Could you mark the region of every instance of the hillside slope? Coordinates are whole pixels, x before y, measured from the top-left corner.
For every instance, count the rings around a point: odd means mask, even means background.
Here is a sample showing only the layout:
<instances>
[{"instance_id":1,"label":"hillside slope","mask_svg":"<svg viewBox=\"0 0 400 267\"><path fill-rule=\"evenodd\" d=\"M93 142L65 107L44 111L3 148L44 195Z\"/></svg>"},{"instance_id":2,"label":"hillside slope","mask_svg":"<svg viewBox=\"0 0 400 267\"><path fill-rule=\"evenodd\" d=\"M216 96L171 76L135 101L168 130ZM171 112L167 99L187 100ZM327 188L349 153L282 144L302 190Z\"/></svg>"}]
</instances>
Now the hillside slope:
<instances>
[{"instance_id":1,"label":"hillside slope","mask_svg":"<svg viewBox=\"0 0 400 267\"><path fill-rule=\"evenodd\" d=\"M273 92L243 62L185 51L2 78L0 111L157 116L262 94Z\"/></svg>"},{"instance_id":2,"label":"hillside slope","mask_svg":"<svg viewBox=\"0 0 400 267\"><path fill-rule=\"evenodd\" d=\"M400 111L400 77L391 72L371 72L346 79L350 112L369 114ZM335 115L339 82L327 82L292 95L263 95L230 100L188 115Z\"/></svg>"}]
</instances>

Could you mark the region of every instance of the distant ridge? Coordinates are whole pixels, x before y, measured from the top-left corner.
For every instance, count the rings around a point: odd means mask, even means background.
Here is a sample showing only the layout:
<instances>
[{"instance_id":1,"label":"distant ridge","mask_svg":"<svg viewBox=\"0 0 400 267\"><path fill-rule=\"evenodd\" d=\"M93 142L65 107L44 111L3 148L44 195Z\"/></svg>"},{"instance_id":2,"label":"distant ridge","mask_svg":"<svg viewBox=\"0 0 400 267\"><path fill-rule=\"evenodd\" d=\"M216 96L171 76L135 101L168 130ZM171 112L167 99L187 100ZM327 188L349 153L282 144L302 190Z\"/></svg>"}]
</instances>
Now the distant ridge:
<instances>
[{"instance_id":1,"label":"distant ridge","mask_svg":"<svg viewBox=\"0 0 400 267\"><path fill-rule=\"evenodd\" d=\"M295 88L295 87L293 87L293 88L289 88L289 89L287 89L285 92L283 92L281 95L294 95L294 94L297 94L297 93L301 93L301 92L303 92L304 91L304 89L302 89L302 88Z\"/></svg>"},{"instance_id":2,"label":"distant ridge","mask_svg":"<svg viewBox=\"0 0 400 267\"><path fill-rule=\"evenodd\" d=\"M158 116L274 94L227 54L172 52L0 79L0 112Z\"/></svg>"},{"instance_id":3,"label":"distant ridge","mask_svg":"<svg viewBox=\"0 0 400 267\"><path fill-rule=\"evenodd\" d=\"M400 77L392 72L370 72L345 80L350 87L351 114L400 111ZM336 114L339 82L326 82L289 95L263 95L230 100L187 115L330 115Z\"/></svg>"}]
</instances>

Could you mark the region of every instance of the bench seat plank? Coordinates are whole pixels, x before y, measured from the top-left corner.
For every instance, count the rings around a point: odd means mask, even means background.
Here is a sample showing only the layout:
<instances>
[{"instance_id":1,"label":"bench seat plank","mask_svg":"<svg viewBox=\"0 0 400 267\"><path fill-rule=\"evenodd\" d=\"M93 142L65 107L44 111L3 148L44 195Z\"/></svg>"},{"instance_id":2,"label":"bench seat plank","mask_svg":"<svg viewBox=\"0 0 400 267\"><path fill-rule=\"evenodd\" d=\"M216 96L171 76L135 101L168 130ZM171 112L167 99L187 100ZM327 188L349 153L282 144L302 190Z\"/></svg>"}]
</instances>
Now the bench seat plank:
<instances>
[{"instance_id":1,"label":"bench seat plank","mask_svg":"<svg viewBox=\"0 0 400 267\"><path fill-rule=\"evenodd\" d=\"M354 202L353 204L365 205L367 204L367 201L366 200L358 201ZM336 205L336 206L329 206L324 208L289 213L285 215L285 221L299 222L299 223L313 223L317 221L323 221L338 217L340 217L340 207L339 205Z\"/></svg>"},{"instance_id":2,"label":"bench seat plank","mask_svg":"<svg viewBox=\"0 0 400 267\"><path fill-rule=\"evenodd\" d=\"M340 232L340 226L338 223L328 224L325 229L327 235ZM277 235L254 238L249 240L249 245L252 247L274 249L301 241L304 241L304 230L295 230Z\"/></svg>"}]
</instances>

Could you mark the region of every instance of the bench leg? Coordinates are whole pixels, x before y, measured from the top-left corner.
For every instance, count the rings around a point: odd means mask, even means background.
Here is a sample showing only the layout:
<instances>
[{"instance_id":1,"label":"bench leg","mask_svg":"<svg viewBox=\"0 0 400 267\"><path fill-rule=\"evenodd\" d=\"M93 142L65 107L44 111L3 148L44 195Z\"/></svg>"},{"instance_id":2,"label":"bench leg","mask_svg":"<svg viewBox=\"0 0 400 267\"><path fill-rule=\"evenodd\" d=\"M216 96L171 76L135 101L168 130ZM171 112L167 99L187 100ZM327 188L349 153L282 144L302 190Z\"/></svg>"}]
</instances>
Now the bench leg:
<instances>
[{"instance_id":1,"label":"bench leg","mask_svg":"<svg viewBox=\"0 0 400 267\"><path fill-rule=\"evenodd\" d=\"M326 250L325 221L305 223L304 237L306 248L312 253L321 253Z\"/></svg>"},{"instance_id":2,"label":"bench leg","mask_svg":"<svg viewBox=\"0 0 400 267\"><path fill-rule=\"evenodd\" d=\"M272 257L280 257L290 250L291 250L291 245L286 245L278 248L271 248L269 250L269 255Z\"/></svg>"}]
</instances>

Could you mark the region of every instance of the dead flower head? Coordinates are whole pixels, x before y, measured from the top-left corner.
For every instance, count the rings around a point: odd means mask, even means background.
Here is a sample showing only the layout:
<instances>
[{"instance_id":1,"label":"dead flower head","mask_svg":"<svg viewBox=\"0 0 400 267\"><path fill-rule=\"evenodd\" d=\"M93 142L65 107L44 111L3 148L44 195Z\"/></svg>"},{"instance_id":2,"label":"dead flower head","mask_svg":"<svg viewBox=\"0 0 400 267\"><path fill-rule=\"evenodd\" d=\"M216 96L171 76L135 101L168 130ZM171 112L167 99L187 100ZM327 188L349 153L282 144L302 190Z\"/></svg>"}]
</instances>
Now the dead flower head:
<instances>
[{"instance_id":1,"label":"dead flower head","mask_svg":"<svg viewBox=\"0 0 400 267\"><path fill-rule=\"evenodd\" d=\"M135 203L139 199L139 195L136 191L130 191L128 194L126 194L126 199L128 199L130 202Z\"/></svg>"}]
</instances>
------
→ Task description
Print the entries exactly. Include every one.

→ Exercise answer
Could you mark the region of every instance of the hillside slope? Coordinates are whole pixels, x before y, measured from the top-left corner.
For every instance, count the rings around a point: odd means mask, even means background.
Here is a sample showing only the layout:
<instances>
[{"instance_id":1,"label":"hillside slope","mask_svg":"<svg viewBox=\"0 0 400 267\"><path fill-rule=\"evenodd\" d=\"M93 142L65 107L44 111L3 148L44 195Z\"/></svg>"},{"instance_id":2,"label":"hillside slope","mask_svg":"<svg viewBox=\"0 0 400 267\"><path fill-rule=\"evenodd\" d=\"M216 96L171 76L135 101L168 130ZM171 112L167 99L187 100ZM327 188L349 153L282 144L302 190Z\"/></svg>"}]
</instances>
Now the hillside slope:
<instances>
[{"instance_id":1,"label":"hillside slope","mask_svg":"<svg viewBox=\"0 0 400 267\"><path fill-rule=\"evenodd\" d=\"M273 92L243 62L185 51L2 78L0 111L157 116L262 94Z\"/></svg>"},{"instance_id":2,"label":"hillside slope","mask_svg":"<svg viewBox=\"0 0 400 267\"><path fill-rule=\"evenodd\" d=\"M400 111L400 77L391 72L371 72L346 79L350 112L369 114ZM335 115L339 82L327 82L292 95L263 95L230 100L188 115Z\"/></svg>"}]
</instances>

Could you mark the region of every instance of the distant ridge? Coordinates are whole pixels, x before y, measured from the top-left corner.
For every instance, count the rings around a point: odd means mask, even means background.
Here is a sample showing only the layout:
<instances>
[{"instance_id":1,"label":"distant ridge","mask_svg":"<svg viewBox=\"0 0 400 267\"><path fill-rule=\"evenodd\" d=\"M93 142L65 107L44 111L3 148L44 195Z\"/></svg>"},{"instance_id":2,"label":"distant ridge","mask_svg":"<svg viewBox=\"0 0 400 267\"><path fill-rule=\"evenodd\" d=\"M216 96L171 76L135 101L168 130ZM171 112L167 99L187 100ZM327 188L349 153L282 144L302 190Z\"/></svg>"}]
</instances>
Now the distant ridge:
<instances>
[{"instance_id":1,"label":"distant ridge","mask_svg":"<svg viewBox=\"0 0 400 267\"><path fill-rule=\"evenodd\" d=\"M295 88L295 87L293 87L293 88L289 88L289 89L287 89L285 92L283 92L281 95L294 95L294 94L297 94L297 93L301 93L301 92L303 92L304 91L304 89L302 89L302 88Z\"/></svg>"},{"instance_id":2,"label":"distant ridge","mask_svg":"<svg viewBox=\"0 0 400 267\"><path fill-rule=\"evenodd\" d=\"M158 116L274 94L227 54L172 52L0 79L0 112Z\"/></svg>"},{"instance_id":3,"label":"distant ridge","mask_svg":"<svg viewBox=\"0 0 400 267\"><path fill-rule=\"evenodd\" d=\"M400 77L392 72L370 72L345 80L350 87L351 114L400 111ZM336 114L339 82L326 82L289 95L263 95L230 100L187 115L330 115Z\"/></svg>"}]
</instances>

Could you mark the region of every instance of the bench seat plank? Coordinates are whole pixels, x before y, measured from the top-left corner.
For every instance, count the rings around a point: odd means mask, even means background.
Here is a sample showing only the layout:
<instances>
[{"instance_id":1,"label":"bench seat plank","mask_svg":"<svg viewBox=\"0 0 400 267\"><path fill-rule=\"evenodd\" d=\"M93 142L65 107L44 111L3 148L44 195Z\"/></svg>"},{"instance_id":2,"label":"bench seat plank","mask_svg":"<svg viewBox=\"0 0 400 267\"><path fill-rule=\"evenodd\" d=\"M216 96L171 76L135 101L168 130ZM171 112L167 99L187 100ZM327 188L349 153L282 144L302 190Z\"/></svg>"}]
</instances>
Now the bench seat plank:
<instances>
[{"instance_id":1,"label":"bench seat plank","mask_svg":"<svg viewBox=\"0 0 400 267\"><path fill-rule=\"evenodd\" d=\"M354 202L353 204L365 205L367 204L367 201L366 200L358 201ZM336 205L336 206L329 206L324 208L289 213L285 215L285 221L299 222L299 223L313 223L317 221L323 221L338 217L340 217L340 207L339 205Z\"/></svg>"},{"instance_id":2,"label":"bench seat plank","mask_svg":"<svg viewBox=\"0 0 400 267\"><path fill-rule=\"evenodd\" d=\"M340 232L340 226L338 223L328 224L325 229L327 235ZM277 235L254 238L249 240L249 245L252 247L274 249L301 241L304 241L304 230L295 230Z\"/></svg>"}]
</instances>

Could you mark the region of every instance of the bench leg? Coordinates are whole pixels, x before y, measured from the top-left corner.
For every instance, count the rings around a point: odd means mask, even means background.
Here is a sample showing only the layout:
<instances>
[{"instance_id":1,"label":"bench leg","mask_svg":"<svg viewBox=\"0 0 400 267\"><path fill-rule=\"evenodd\" d=\"M93 142L65 107L44 111L3 148L44 195Z\"/></svg>"},{"instance_id":2,"label":"bench leg","mask_svg":"<svg viewBox=\"0 0 400 267\"><path fill-rule=\"evenodd\" d=\"M216 96L171 76L135 101L168 130ZM171 112L167 99L187 100ZM327 188L349 153L282 144L302 190Z\"/></svg>"}]
</instances>
Now the bench leg:
<instances>
[{"instance_id":1,"label":"bench leg","mask_svg":"<svg viewBox=\"0 0 400 267\"><path fill-rule=\"evenodd\" d=\"M326 250L325 221L305 223L304 237L306 248L312 253L321 253Z\"/></svg>"},{"instance_id":2,"label":"bench leg","mask_svg":"<svg viewBox=\"0 0 400 267\"><path fill-rule=\"evenodd\" d=\"M272 257L280 257L290 250L291 250L291 245L286 245L278 248L271 248L269 250L269 255Z\"/></svg>"}]
</instances>

Could you mark the region of every instance of the dead flower head? Coordinates are whole pixels, x before y, measured from the top-left corner.
For every instance, count the rings around a point: odd means mask, even means background.
Here is a sample showing only the layout:
<instances>
[{"instance_id":1,"label":"dead flower head","mask_svg":"<svg viewBox=\"0 0 400 267\"><path fill-rule=\"evenodd\" d=\"M93 142L65 107L44 111L3 148L44 195Z\"/></svg>"},{"instance_id":2,"label":"dead flower head","mask_svg":"<svg viewBox=\"0 0 400 267\"><path fill-rule=\"evenodd\" d=\"M216 96L171 76L135 101L168 130ZM171 112L167 99L187 100ZM327 188L349 153L282 144L302 190Z\"/></svg>"}]
</instances>
Now the dead flower head:
<instances>
[{"instance_id":1,"label":"dead flower head","mask_svg":"<svg viewBox=\"0 0 400 267\"><path fill-rule=\"evenodd\" d=\"M135 203L139 199L139 195L136 191L130 191L128 194L126 194L126 199L128 199L130 202Z\"/></svg>"}]
</instances>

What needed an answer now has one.